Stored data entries
┄┄┄┄┄┄┄┄┄┄

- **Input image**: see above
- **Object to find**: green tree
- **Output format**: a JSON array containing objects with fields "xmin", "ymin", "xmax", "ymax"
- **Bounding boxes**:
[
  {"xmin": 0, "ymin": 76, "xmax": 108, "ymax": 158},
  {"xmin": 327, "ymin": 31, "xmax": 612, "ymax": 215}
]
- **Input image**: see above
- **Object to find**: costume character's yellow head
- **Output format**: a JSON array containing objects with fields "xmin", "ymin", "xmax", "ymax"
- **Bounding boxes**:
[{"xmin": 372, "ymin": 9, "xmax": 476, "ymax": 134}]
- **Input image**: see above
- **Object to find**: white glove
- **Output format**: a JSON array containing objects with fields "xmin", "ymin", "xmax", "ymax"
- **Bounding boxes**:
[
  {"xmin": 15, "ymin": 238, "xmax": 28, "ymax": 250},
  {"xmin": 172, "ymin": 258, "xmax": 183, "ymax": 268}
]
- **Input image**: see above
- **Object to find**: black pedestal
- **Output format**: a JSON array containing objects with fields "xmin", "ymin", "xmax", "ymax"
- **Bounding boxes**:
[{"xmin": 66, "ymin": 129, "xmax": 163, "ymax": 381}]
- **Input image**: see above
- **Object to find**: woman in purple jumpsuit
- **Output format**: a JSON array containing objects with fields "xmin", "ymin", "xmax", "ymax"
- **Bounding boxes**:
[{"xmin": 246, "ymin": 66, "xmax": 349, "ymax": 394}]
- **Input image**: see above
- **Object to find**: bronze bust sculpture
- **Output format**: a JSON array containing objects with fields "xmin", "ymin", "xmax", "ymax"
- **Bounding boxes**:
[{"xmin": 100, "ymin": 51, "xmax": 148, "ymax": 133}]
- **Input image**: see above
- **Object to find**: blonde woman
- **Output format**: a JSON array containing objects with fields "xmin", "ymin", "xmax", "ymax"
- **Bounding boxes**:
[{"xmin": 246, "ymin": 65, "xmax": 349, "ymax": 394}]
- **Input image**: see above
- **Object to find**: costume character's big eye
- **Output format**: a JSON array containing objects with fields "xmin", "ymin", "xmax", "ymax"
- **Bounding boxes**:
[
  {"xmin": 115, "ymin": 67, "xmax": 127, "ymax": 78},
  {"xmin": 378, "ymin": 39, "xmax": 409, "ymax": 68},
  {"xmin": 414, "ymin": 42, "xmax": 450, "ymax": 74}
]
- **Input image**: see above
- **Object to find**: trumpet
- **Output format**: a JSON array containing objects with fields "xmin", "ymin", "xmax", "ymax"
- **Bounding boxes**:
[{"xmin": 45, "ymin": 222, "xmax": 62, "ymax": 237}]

┄┄┄┄┄┄┄┄┄┄

EXERCISE OBJECTIVE
Give the data again, exactly as it stands.

SOLUTION
- **Input image**: see above
- **Object to find**: green tree
- **Output format**: a JSON array containing objects with fields "xmin", "ymin", "xmax", "ymax"
- **Bounding boxes**:
[
  {"xmin": 0, "ymin": 76, "xmax": 108, "ymax": 158},
  {"xmin": 327, "ymin": 31, "xmax": 612, "ymax": 215}
]
- **Input image**: see above
- **Object to find**: costume character's yellow head
- **Output format**: a JSON array containing objects with fields "xmin", "ymin", "xmax", "ymax"
- **Bounding boxes**:
[{"xmin": 372, "ymin": 9, "xmax": 476, "ymax": 134}]
- **Input image**: see above
- **Object to find**: white glove
- **Output format**: a JSON array containing objects with fields "xmin", "ymin", "xmax", "ymax"
- **Bounding boxes**:
[
  {"xmin": 15, "ymin": 238, "xmax": 28, "ymax": 250},
  {"xmin": 172, "ymin": 258, "xmax": 183, "ymax": 268}
]
- **Input image**: see above
- **Object to find**: black pedestal
- **Output format**: a JSON array containing objects with fields "xmin", "ymin", "xmax", "ymax"
- **Bounding boxes**:
[{"xmin": 66, "ymin": 129, "xmax": 163, "ymax": 381}]
- **Input image**: see above
- **Object to find**: woman in purple jumpsuit
- **Output format**: a JSON array containing objects with fields "xmin", "ymin", "xmax", "ymax"
- **Bounding boxes**:
[{"xmin": 246, "ymin": 66, "xmax": 349, "ymax": 394}]
- **Input image**: see above
- **Object to find**: bronze bust sculpture
- **Output format**: a JSON array containing objects with fields "xmin", "ymin", "xmax", "ymax"
- **Bounding boxes**:
[{"xmin": 100, "ymin": 51, "xmax": 148, "ymax": 133}]
- **Input image**: see above
- **Object to find**: blonde woman
- **Output format**: a JSON array containing objects with fields "xmin", "ymin", "xmax", "ymax"
- **Bounding boxes**:
[{"xmin": 246, "ymin": 65, "xmax": 349, "ymax": 394}]
- **Input image**: see above
- **Object to find**: costume character's big eye
- **Output format**: a JSON array containing objects with fields "xmin", "ymin", "xmax", "ymax"
- **Bounding boxes**:
[
  {"xmin": 115, "ymin": 67, "xmax": 127, "ymax": 78},
  {"xmin": 378, "ymin": 39, "xmax": 409, "ymax": 68},
  {"xmin": 414, "ymin": 42, "xmax": 450, "ymax": 74}
]
- **Input image**: see above
- **Object to find**: trumpet
- **Output format**: a JSON array containing objects with fields "xmin", "ymin", "xmax", "ymax"
- **Bounding boxes**:
[{"xmin": 45, "ymin": 222, "xmax": 62, "ymax": 237}]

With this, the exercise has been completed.